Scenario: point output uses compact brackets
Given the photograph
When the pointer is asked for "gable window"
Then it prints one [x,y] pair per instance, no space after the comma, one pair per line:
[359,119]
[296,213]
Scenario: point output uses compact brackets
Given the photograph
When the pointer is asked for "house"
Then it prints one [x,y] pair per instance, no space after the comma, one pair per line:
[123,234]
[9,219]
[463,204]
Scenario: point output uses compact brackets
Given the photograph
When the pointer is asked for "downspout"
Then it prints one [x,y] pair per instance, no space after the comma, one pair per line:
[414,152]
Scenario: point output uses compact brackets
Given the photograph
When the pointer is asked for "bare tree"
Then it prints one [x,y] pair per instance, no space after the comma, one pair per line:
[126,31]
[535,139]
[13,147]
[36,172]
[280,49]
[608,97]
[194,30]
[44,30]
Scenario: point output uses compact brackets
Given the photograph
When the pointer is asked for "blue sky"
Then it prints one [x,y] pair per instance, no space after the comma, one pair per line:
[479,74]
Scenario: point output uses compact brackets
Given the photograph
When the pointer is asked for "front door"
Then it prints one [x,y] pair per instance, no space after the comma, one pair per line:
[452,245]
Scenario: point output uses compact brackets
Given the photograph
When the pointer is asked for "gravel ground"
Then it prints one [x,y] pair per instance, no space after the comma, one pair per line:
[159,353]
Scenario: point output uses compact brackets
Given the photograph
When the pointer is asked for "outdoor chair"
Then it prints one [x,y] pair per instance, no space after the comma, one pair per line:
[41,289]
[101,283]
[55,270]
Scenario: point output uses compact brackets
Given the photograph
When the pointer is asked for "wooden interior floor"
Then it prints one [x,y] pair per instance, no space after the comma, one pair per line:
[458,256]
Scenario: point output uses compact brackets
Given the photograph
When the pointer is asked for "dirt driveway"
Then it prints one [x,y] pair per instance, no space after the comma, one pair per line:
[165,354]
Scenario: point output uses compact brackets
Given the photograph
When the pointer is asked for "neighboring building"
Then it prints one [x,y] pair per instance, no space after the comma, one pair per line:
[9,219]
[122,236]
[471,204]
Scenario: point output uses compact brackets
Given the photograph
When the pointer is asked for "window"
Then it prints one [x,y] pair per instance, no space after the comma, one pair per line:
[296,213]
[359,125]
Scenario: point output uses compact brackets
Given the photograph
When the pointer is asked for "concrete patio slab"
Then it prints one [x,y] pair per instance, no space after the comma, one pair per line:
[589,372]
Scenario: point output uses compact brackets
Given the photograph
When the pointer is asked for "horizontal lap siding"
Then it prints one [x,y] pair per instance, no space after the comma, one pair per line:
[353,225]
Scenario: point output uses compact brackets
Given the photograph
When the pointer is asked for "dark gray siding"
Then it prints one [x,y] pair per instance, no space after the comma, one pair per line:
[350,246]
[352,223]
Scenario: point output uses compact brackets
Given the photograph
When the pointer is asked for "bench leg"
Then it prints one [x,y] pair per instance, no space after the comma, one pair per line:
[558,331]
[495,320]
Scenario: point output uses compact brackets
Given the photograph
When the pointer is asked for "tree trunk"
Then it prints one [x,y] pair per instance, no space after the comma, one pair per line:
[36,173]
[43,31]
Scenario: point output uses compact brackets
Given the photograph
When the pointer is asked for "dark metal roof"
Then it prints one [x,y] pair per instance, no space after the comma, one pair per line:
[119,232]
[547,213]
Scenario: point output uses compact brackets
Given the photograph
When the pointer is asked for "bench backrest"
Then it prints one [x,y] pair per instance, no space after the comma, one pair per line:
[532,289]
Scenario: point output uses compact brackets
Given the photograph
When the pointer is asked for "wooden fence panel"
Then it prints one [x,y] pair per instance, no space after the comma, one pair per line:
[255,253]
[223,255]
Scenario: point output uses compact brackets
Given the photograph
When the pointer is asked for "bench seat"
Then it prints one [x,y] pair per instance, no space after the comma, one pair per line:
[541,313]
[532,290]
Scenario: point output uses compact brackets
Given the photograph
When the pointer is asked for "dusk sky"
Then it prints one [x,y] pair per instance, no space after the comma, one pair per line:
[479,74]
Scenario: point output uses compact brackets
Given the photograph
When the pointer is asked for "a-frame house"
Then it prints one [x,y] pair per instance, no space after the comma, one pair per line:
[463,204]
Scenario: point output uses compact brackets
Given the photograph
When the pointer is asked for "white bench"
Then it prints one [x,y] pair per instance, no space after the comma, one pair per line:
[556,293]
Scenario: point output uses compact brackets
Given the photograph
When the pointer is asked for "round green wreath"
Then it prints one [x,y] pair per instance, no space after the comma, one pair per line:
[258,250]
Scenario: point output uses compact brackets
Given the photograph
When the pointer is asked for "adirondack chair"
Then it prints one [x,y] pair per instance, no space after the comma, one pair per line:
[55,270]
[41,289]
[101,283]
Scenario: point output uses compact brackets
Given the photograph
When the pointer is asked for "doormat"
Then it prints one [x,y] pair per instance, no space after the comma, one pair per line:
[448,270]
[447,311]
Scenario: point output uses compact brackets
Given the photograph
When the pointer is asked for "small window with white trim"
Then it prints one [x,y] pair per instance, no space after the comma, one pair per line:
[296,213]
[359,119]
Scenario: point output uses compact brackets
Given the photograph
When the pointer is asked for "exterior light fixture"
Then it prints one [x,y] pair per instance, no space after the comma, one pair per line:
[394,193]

###

Print every entry exactly as written.

Scenario: point output uses compact brackets
Given the photograph
When the pointer is asked for "gable window"
Then it prints one [x,y] pair per instance, no space after the comma, one pair per line:
[359,119]
[296,213]
Scenario: point output uses compact brackets
Given the photograph
When the pointer is asked for "house"
Then it prints one [x,y] pair per instance, no space after the comma, one pair per line:
[123,234]
[9,219]
[463,204]
Scenario: point output uses compact brackets
Given the photograph
When the pointer is asked for "downspout"
Then it prints one [x,y] pair per instance, no space after the comma, one pair per line:
[414,152]
Scenario: point output uses compact brackets
Given the photograph
When the pointer is asked for "bare tree"
Then it prints one [x,y] pair per instance, no space after the comma, one pair per line:
[126,31]
[535,139]
[13,147]
[36,172]
[280,49]
[608,97]
[194,30]
[44,30]
Scenario: point output uses compact brackets
Given the photograph
When the pointer is asked for "blue sky"
Then it prints one [x,y] pair per instance, no space after the comma, one pair per line:
[479,74]
Scenario: point output uses compact brackets
Given the photograph
When the pointer is asked for "front door"
Then it prints one [x,y] pair per instance, no space after the comma, one pair per line:
[452,245]
Scenario: point output uses compact brackets
Given the photograph
When the pointer is asked for "gravel ground"
Then it prints one [x,y] pair per instance, no space after the comma, one pair per line:
[159,353]
Scenario: point output uses compact brackets
Given the photograph
When the pointer is asked for "outdoor chair"
Then it prints one [x,y] pair per instance, no space after the comma, one pair per line:
[41,289]
[101,283]
[55,270]
Scenario: point output uses compact brackets
Given the photograph
When the pointer is asked for "wooden interior floor"
Then it prints one [x,y] pair per instance, no space after the comma, one pair per line:
[458,256]
Scenario: point output uses compact brackets
Given the photograph
When the pointer is asked for "dirt driveway"
Then it prints one [x,y] pair per instance, no space after the comma, one pair per line:
[165,354]
Scenario: point output uses compact brackets
Given the photograph
When the pointer is asked for "neighboring building"
Then it prints one [x,y] pair per instance, no space after the comma, one pair per line:
[9,219]
[122,236]
[471,204]
Scenario: point output uses compact brackets
Given the photograph
When the pointer is asked for "window"
Then it prints one [x,y] pair per instance, no space after the comma, one pair per line:
[296,213]
[359,125]
Scenario: point output uses compact brackets
Given the photograph
When the pointer is asked for "concrete patio slab"
Then it prints one [x,y] pair per instance, no space after the comma, one pair per line:
[589,372]
Scenario: point output uses compact brackets
Given the photograph
When the pointer is asked for "horizontal lap siding"
Then it prints one [x,y] pair per instance, no space after the comma, one pair per line:
[353,225]
Scenario: point output uses compact brackets
Given the photograph
When the pointer is asked for "dark gray siding"
Then it prints one [x,y] pair per instance, no space after the comma, one pair per line:
[350,246]
[352,223]
Scenario: point output uses compact brackets
Given the photograph
When the pointer is asked for "bench leg"
Then it prints one [x,y] pair per instance, no space after the comma, one pair per line:
[558,331]
[495,320]
Scenario: point output uses compact brackets
Given the photograph
When the pointer is asked for "tree trunk"
Then it prints one [x,y] pair per instance, no space after the comma, one pair per line:
[36,173]
[43,31]
Scenario: point output uses compact brackets
Given the photograph
When the pointer is asked for "dark metal roof"
Then it prints one [x,y] pair per instance, no space after the comma, one pair per line:
[119,232]
[547,213]
Scenario: point output uses compact brackets
Given the photograph
When the pointer is asked for "bench backrest"
Then it prints one [x,y] pair per instance, no space after the comma, one pair per line:
[532,289]
Scenario: point output uses compact brackets
Given the photograph
When the pointer is asked for "wooden fence panel"
Then it prints one [x,y] pair per instance, no space after the comma, one pair per line:
[255,253]
[223,255]
Scenario: point output uses compact brackets
Given the photograph
When the pointer is asked for "bench seat"
Then it prints one [x,y] pair per instance, no space after the comma, one pair per line:
[541,313]
[532,290]
Scenario: point output uses compact brackets
Given the photograph
When the pointer is asked for "dusk sky"
Then it prints one [x,y] pair per instance, no space after the comma, one pair per line:
[479,74]
Scenario: point output uses compact brackets
Given the photograph
When the pointer is asked for "a-frame house"
Then it prints one [x,y] pair per instance, no space after the comma, one pair per line:
[463,204]
Scenario: point output uses compact brackets
Given the photograph
When the pointer is asked for "white bench"
Then it prints one [x,y] pair per instance, no space after the comma, one pair per line:
[556,293]
Scenario: point output uses compact brackets
Given the photograph
When the pointer is asked for "round green wreath"
Then it prints one [x,y] pair per instance, no space after the comma, one pair per line:
[258,250]
Scenario: point output uses compact brackets
Given the photograph
When the pointer is asked for "adirondack chair"
Then it prints one [x,y] pair per instance, no space after the comma, one pair per line:
[55,270]
[41,289]
[101,283]
Scenario: point output uses compact brackets
Given the photograph
When the pointer is asked for "doormat"
Then it prints one [x,y] pair per instance, no space after the comma, one pair per line:
[448,270]
[447,311]
Scenario: point output uses compact brackets
Given the photograph
When the pointer is asked for "small window with white trim"
Then it prints one [x,y] pair per instance, no space after the comma, one pair per line:
[296,213]
[359,119]
Scenario: point output uses compact brackets
Given the photograph
When the pointer is asked for "exterior light fixture"
Then it prints one [x,y] pair per instance, no space after the comma, one pair per line:
[394,193]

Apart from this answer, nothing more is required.